▶ _SOURCE MATERIAL_:
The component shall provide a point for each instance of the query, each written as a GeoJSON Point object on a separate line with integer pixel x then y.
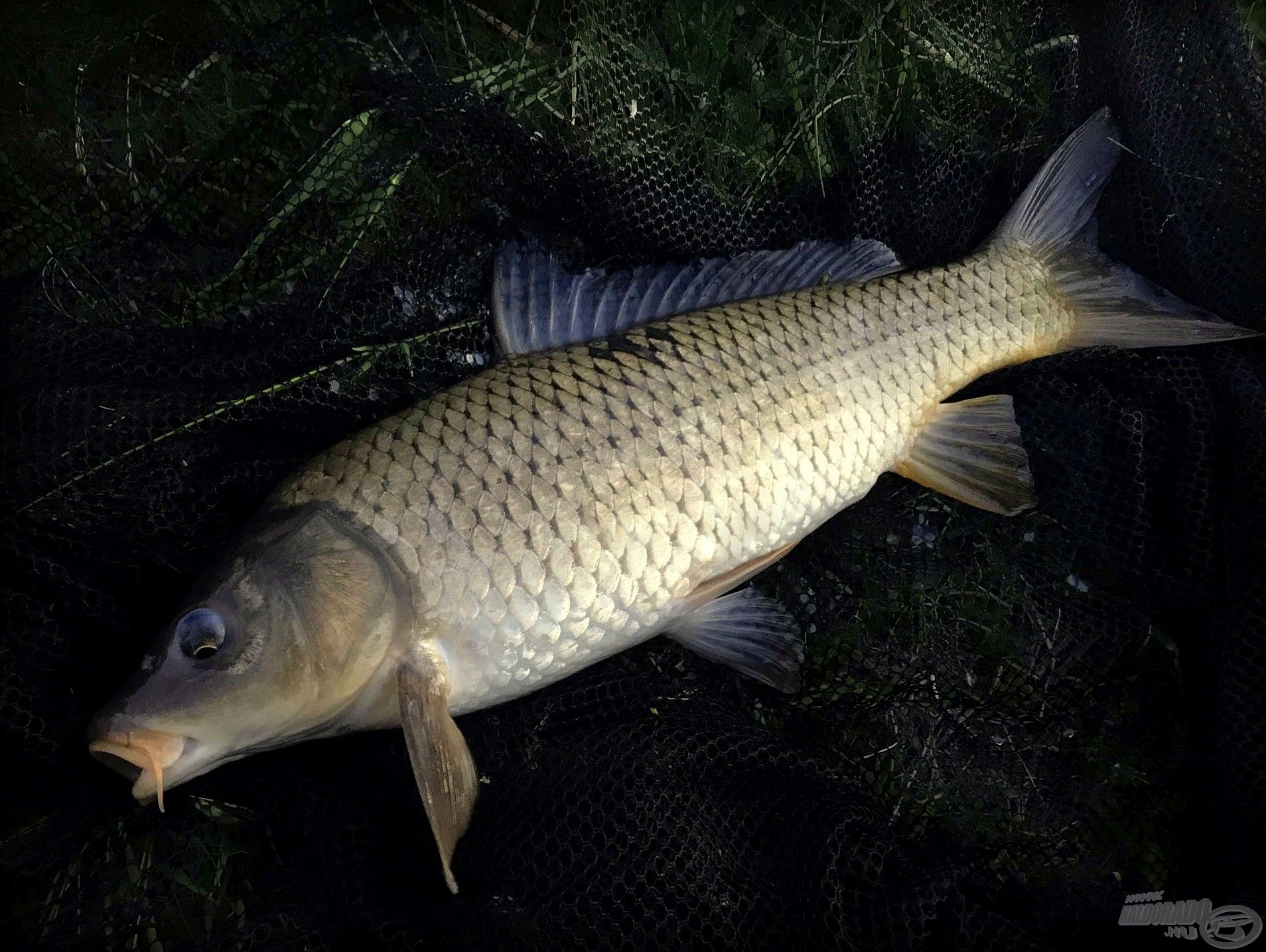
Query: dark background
* * *
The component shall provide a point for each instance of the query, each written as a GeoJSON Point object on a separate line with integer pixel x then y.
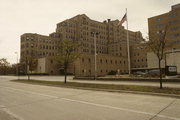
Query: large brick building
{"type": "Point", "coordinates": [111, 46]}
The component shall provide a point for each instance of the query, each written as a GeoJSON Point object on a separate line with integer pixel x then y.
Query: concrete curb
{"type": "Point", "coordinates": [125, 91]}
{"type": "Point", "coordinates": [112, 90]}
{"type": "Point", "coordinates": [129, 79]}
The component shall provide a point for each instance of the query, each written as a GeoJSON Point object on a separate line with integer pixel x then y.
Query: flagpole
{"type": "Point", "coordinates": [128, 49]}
...
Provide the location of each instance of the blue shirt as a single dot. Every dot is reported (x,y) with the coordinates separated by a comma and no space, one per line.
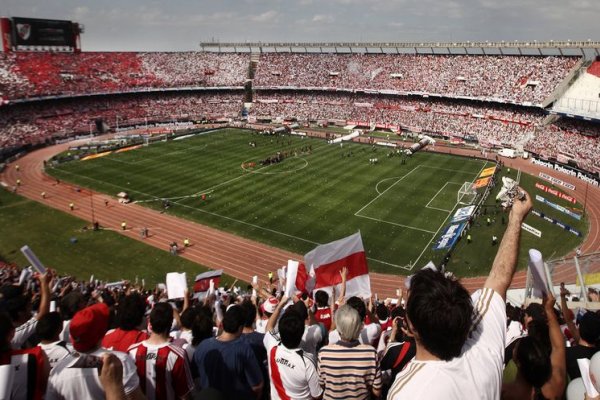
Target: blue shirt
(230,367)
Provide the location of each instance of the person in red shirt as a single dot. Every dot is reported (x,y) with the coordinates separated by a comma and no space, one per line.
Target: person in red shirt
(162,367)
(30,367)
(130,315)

▶ _TASK OBJECTIVE_: Select every line in the material above where the string "location" occurs, and copy it.

▶ _RESPONSE BOX_:
Provide the location of each instance of the blue shirt as a single dot. Every dot is reported (x,y) with the coordinates separated by a comma and no space, one per line.
Provide the location of each instance of the person in red shirt as a single dot. Every dot is reported (x,y) with the coordinates separated by a comma and no space, one per line.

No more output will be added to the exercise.